DOCUMENTO:
----------------

Ex-assessor diz que Trump pediu à China ajuda para sua reeleição

John Bolton alega que a política externa de Trump estava orientada pelos esforços do presidente para obter um segundo mandato

Escrito por AFP ,
Legenda: John Bolton foi demitido do governo Trump em setembro de 2019 por estar "fortemente" em desacordo com muitas das posições do mandatário estadunidense
Foto: AFP

O presidente dos Estados Unidos, Donald Trump, pediu ajuda ao dirigente chinês, Xi Jinping, para ser reeleito em novembro, de acordo com trechos de um livro explosivo de John Bolton, seu ex-conselheiro de Segurança Nacional, divulgados na quarta-feira (17).

Bolton alega que a política externa de Trump estava orientada pelos esforços do presidente para obter um segundo mandato.

----------------

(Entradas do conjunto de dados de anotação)
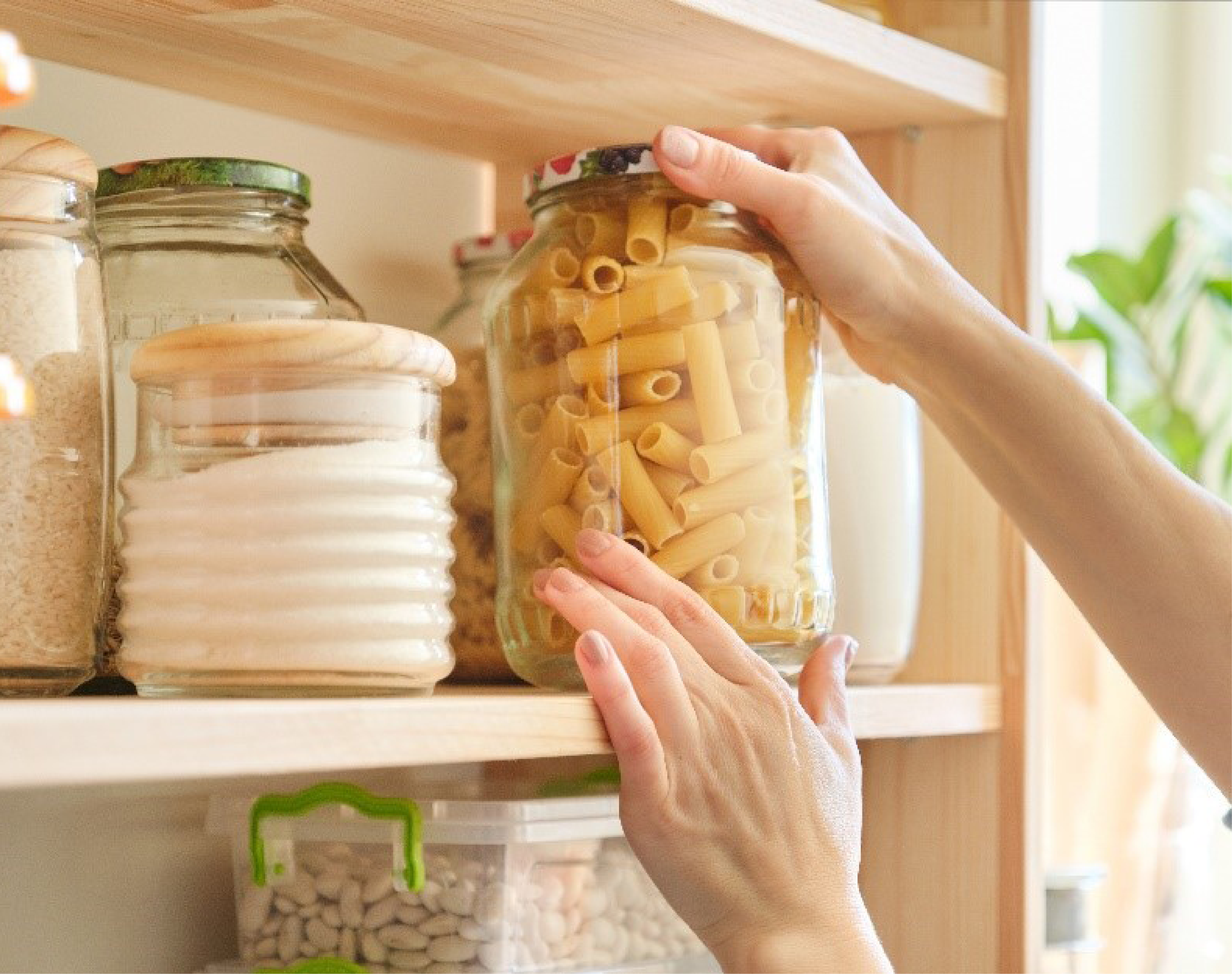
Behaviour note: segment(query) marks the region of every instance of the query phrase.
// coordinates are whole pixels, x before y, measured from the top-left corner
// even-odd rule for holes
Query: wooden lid
[[[80,145],[32,128],[0,126],[0,170],[73,180],[92,190],[99,169]]]
[[[328,372],[420,376],[453,382],[453,356],[436,339],[373,321],[223,321],[169,331],[133,355],[134,380],[223,372]]]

----------------

LISTA DE TAREFAS:
1 > Por favor, liste todas as pessoas citadas pelo nome na notícia.
2 > Copie da notícia o trecho entre "O presidente dos" e "na quarta-feira (17).", inclusive.

RESPOSTAS POR TAREFA:
1 >
John Bolton
Donald Trump
Xi Jinping

2 >
O presidente dos Estados Unidos, Donald Trump, pediu ajuda ao dirigente chinês, Xi Jinping, para ser reeleito em novembro, de acordo com trechos de um livro explosivo de John Bolton, seu ex-conselheiro de Segurança Nacional, divulgados na quarta-feira (17).